House prices continue higher despite 'out of rhythm' housing market

Royal LePage report shows unusual dynamic during peak spring period

House prices continue higher despite 'out of rhythm' housing market
Steve Randall

Canadian house prices remain sticky, especially in key markets, despite a weaker spring sales period as buyers wait for lower interest rates.

Royal LePage has released its latest House price Survey today (July 11) which shows that the aggregate price of a home in Canada increased 1.9% year-over-year and 1.5% quarter-over-quarter to $824,300 in the second quarter of 2024.

"Canada's housing market is struggling to find a consistent rhythm, as the last three months clearly demonstrated," said Phil Soper, president and CEO, Royal LePage. "Nationally, home prices rose while the number of properties bought and sold sagged; an unusual dynamic. The silver lining: inventory levels in many regions have climbed materially. This is the closest we've been to a balanced market in several years.”

Soper added that some buyers had rushed to buy ahead of rate cuts in the spring, concerned that lower borrowing costs would spike demand, but this was not the case with June’s rate cut prompting a tepid response from housing markets.

------------------------------

**Required action**. Please copy the housing market article again, beginning with "Royal LePage has" and ending after "quarter of 2024.". Replace "second quarter" with "Q2".

------------------------------

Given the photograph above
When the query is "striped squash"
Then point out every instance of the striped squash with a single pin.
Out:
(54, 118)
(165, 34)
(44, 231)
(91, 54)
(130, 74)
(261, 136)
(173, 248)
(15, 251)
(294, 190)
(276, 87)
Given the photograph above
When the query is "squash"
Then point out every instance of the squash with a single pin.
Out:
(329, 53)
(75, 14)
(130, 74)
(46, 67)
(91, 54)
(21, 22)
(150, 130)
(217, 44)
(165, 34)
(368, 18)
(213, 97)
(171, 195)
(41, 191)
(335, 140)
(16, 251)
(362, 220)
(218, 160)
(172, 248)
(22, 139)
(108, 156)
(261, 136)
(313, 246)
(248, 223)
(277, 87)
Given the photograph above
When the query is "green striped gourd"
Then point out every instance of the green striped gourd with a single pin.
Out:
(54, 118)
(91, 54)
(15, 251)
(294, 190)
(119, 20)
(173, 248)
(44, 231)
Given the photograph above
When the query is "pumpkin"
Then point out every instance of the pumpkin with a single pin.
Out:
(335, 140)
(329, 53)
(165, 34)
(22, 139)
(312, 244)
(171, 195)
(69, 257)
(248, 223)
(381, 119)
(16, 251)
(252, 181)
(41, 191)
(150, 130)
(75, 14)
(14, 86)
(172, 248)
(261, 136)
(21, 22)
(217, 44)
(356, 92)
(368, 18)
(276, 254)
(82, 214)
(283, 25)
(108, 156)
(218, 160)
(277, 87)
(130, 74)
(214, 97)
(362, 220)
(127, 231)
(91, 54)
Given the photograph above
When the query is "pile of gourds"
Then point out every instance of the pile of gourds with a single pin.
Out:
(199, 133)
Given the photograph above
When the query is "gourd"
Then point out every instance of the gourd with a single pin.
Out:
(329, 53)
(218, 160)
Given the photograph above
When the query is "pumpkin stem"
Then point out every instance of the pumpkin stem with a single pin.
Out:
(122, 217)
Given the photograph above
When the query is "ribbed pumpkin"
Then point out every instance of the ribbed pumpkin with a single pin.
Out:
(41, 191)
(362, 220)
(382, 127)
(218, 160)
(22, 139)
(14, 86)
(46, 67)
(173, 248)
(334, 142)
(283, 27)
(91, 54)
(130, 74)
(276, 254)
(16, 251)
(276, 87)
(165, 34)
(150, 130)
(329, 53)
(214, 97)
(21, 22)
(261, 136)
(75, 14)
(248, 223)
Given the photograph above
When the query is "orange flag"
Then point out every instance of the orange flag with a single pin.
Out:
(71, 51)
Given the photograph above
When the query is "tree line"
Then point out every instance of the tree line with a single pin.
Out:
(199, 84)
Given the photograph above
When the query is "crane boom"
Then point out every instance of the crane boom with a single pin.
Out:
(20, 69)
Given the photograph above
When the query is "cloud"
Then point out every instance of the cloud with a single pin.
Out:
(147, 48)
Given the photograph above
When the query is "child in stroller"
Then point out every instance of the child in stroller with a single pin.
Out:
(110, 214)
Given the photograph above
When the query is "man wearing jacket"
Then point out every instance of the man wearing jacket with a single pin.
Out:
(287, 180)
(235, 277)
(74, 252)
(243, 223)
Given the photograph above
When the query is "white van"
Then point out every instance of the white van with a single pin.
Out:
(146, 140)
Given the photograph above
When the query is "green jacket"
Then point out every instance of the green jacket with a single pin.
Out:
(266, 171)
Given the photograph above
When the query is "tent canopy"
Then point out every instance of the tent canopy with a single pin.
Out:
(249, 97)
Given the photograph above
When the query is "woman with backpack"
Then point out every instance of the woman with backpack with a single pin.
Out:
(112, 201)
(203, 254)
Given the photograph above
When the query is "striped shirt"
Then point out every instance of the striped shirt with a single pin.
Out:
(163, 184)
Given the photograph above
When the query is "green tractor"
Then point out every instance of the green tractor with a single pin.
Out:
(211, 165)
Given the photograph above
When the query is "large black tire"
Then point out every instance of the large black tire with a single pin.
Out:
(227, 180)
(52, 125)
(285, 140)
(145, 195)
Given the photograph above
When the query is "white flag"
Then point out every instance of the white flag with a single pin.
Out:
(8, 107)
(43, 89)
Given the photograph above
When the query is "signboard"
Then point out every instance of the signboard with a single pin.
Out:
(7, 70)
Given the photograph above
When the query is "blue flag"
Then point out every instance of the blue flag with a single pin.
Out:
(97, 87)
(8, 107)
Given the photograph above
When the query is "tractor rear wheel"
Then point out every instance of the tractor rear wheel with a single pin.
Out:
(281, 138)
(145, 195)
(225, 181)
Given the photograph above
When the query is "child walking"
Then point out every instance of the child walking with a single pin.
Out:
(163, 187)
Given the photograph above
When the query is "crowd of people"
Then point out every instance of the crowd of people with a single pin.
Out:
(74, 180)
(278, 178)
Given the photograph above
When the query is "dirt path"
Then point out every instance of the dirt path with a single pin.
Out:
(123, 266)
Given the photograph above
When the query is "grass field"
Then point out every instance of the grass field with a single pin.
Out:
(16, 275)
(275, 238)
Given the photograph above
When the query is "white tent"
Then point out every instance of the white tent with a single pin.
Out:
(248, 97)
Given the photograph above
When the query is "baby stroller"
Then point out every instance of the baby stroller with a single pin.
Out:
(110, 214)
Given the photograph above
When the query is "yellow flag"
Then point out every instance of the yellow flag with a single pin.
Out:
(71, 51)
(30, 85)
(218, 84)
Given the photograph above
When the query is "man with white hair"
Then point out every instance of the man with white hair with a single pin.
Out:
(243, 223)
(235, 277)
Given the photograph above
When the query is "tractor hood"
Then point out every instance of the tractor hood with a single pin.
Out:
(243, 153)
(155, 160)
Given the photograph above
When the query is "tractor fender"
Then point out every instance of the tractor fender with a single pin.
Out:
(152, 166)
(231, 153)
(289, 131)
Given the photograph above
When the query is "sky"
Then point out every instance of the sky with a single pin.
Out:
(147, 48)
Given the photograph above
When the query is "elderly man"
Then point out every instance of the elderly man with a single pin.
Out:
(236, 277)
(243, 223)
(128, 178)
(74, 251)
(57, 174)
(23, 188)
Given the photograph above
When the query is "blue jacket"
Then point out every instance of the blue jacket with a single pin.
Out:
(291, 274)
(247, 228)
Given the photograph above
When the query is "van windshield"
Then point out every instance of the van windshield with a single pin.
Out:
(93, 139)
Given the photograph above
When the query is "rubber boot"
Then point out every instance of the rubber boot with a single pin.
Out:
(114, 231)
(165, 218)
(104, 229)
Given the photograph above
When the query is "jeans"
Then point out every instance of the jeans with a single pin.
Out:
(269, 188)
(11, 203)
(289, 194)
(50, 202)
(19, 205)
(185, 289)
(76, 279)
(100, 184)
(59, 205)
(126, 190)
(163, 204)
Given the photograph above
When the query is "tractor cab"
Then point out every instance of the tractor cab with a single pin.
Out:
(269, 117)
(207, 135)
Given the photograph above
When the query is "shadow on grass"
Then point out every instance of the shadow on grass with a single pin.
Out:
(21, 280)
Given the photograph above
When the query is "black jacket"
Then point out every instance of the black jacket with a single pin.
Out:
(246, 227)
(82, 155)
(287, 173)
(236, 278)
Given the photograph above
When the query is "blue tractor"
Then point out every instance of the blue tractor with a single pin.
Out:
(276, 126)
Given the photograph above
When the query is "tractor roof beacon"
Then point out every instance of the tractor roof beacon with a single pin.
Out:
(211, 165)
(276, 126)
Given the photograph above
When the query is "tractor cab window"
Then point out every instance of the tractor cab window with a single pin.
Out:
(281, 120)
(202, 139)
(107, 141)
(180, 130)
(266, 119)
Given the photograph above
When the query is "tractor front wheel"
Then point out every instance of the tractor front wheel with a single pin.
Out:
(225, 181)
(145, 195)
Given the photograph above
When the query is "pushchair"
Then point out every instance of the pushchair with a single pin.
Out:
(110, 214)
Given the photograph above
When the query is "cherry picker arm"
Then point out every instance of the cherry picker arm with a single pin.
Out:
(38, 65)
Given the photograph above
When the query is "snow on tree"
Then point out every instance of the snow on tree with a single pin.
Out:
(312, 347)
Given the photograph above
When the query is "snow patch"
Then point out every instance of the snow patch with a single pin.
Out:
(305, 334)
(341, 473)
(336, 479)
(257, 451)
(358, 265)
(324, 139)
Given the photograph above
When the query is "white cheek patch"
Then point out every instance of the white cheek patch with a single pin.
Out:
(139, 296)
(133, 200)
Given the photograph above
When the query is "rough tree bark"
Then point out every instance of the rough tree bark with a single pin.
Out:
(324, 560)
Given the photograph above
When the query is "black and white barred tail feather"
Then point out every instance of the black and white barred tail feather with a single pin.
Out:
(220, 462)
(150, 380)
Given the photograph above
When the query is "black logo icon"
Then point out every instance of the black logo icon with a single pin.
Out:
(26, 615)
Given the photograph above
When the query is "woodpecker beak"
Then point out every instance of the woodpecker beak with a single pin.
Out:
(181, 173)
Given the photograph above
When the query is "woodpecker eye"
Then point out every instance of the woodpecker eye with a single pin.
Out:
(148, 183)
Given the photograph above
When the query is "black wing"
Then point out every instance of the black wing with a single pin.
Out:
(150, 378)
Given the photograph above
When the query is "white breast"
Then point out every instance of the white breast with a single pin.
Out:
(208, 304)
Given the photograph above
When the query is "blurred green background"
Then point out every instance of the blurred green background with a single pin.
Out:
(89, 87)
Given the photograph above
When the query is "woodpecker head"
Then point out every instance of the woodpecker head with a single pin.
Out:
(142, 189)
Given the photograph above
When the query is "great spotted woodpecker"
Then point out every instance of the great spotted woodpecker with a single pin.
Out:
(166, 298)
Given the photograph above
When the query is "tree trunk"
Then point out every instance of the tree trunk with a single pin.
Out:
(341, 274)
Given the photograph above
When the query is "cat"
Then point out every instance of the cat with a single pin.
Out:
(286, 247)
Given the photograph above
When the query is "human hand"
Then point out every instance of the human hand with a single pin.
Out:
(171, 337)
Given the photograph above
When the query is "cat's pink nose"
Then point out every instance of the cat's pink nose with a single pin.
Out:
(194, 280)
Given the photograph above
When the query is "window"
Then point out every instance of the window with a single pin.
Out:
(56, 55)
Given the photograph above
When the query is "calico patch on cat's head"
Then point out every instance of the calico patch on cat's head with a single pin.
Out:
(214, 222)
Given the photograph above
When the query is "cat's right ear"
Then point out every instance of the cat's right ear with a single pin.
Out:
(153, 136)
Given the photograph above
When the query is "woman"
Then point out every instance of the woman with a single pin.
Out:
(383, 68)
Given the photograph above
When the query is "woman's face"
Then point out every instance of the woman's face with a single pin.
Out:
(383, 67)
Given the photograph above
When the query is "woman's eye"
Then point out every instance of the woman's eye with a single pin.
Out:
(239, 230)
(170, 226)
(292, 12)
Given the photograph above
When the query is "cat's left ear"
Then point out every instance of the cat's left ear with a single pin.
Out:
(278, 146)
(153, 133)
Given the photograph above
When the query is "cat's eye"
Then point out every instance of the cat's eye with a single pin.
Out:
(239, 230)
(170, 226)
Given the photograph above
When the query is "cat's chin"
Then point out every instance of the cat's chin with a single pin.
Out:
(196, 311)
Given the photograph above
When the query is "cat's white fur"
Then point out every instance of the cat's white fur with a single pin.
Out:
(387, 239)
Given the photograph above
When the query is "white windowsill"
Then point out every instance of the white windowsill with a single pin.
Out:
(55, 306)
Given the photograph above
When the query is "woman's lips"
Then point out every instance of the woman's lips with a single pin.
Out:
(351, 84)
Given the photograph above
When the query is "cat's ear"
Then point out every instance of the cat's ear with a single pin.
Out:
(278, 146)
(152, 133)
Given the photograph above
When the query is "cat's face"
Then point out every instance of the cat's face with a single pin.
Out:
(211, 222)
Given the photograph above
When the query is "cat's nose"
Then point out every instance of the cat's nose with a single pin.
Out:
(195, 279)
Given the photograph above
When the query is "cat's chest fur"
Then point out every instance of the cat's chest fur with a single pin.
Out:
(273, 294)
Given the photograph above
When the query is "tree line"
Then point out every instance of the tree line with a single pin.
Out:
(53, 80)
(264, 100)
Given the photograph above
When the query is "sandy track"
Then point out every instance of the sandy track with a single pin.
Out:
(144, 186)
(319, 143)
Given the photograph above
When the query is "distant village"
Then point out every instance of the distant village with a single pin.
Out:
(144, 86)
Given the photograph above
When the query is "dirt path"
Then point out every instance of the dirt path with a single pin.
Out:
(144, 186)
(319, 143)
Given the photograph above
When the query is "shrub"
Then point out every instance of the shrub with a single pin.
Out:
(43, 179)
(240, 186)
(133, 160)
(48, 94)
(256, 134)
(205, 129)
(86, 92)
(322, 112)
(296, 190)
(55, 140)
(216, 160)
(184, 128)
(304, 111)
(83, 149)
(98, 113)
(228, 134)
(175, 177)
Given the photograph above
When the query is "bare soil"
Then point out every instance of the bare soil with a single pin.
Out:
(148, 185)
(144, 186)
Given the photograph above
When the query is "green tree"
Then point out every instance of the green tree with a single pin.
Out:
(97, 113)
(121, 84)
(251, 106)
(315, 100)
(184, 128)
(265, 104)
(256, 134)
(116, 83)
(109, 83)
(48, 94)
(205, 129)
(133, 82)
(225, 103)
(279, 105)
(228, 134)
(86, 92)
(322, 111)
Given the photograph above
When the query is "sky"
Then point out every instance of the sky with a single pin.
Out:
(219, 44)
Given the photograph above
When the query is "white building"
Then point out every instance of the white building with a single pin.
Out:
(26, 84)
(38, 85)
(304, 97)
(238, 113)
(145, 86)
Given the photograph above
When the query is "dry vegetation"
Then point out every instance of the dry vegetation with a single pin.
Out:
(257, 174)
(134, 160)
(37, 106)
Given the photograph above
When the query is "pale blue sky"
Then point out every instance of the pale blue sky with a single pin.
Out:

------------------------------

**Response**.
Royal LePage has released its latest House price Survey today (July 11) which shows that the aggregate price of a home in Canada increased 1.9% year-over-year and 1.5% quarter-over-quarter to $824,300 in the Q2 of 2024.